===== TEXTAUSZUG
Reich Gottes – Raum der Lebenslust
Was ist das Reich Gottes? (Teil 1)
Klaus Straßburg | 07/06/2023
Die Zeit ist erfüllt, und das Reich Gottes ist nahe herbeigekommen. Tut Buße [= kehrt um] und glaubt an die Frohe Botschaft [= das Evangelium]!
Mit diesen Worten begann Jesus sein öffentliches Auftreten (Mk 1,15). Er verkündigte die Nähe des Gottesreiches und erzählte viele Gleichnisse von diesem Reich. Manchmal ist auch vom "Himmelreich" die Rede. Man kann auch "Gottesherrschaft" oder "Königsherrschaft Gottes" übersetzen. Das griechische Wort, das an diesen Stellen steht, lässt mehrere Übersetzungen zu.
Aber was ist eigentlich das Reich Gottes?
Es wäre toll, wenn wir jetzt eine Gesprächsrunde eröffnen könnten und jeder seine Gedanken zum Reich Gottes einbringen könnte. Es kämen sicher viele unterschiedliche Aspekte des Reiches Gottes zusammen, und alle könnten etwas zum Verstehen beitragen.
Nun können wir leider keine Gesprächsrunde einrichten. Aber wir können jemanden befragen, der sich zeitlebens mit dem Reich Gottes beschäftigt hat. Es ist der evangelische Theologie Jürgen Moltmann, der viele Jahrzehnte in Tübingen lehrte und im April seinen 97. Geburtstag gefeiert hat. In seinem Buch "Wer ist Christus für uns heute?"* beschreibt der Theologe unter anderem sein Verständnis des Reiches Gottes. Dieses Buch lege ich einer kleinen Reihe über das Reich Gottes zugrunde, die mit diesem Beitrag beginnt.
==========
===== GESAMMELTE DATEN
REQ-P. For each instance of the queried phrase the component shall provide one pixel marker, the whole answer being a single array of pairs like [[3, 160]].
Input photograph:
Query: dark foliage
==========
**SCHRIFTLICHE ANWEISUNG**.
Schreiben Sie die Stelle aus dem Textauszug wörtlich ab, beginnend bei den Worten „Mit diesen Worten“ und endend nach „eigentlich das Reich Gottes?“. Maßgeblich ist allein der Textauszug.

**LÖSUNG**.
Mit diesen Worten begann Jesus sein öffentliches Auftreten (Mk 1,15). Er verkündigte die Nähe des Gottesreiches und erzählte viele Gleichnisse von diesem Reich. Manchmal ist auch vom "Himmelreich" die Rede. Man kann auch "Gottesherrschaft" oder "Königsherrschaft Gottes" übersetzen. Das griechische Wort, das an diesen Stellen steht, lässt mehrere Übersetzungen zu.
Aber was ist eigentlich das Reich Gottes?